* Supplied records:
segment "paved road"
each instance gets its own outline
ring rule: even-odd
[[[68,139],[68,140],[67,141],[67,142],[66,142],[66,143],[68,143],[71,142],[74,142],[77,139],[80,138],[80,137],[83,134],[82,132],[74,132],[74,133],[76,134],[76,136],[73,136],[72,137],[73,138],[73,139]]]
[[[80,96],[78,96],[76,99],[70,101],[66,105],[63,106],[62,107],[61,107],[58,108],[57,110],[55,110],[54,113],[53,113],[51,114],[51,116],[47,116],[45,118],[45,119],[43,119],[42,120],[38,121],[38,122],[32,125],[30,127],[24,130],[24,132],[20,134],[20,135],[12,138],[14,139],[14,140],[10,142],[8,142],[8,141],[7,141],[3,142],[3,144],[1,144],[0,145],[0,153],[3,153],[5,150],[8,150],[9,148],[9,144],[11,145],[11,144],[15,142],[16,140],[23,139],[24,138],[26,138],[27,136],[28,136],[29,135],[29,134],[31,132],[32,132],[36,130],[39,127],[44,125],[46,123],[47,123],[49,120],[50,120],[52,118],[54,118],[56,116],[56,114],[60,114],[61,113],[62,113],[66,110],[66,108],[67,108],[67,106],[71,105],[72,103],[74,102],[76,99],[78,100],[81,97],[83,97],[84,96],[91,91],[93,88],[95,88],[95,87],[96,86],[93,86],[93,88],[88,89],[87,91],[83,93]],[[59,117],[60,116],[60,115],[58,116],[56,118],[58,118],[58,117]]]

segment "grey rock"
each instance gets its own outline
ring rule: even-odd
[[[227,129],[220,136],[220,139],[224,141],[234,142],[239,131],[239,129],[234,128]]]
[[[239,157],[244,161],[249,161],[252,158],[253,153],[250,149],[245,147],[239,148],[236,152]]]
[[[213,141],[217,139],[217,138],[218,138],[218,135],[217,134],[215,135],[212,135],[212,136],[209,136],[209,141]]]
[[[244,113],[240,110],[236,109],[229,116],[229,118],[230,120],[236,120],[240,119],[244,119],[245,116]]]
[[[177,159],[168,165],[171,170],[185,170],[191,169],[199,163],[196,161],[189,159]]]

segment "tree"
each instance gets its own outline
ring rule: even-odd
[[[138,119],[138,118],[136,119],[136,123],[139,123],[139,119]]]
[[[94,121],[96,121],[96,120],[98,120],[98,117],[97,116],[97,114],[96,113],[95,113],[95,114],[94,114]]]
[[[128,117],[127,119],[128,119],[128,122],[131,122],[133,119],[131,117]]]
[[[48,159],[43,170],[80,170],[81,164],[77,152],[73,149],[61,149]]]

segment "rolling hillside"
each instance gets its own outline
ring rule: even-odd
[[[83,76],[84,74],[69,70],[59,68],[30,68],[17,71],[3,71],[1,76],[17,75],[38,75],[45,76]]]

* What is needed: Return every line of the records that contains the word "segment". Case counts.

* Full response:
segment "paved road"
segment "grey rock"
segment "tree"
segment "rolling hillside"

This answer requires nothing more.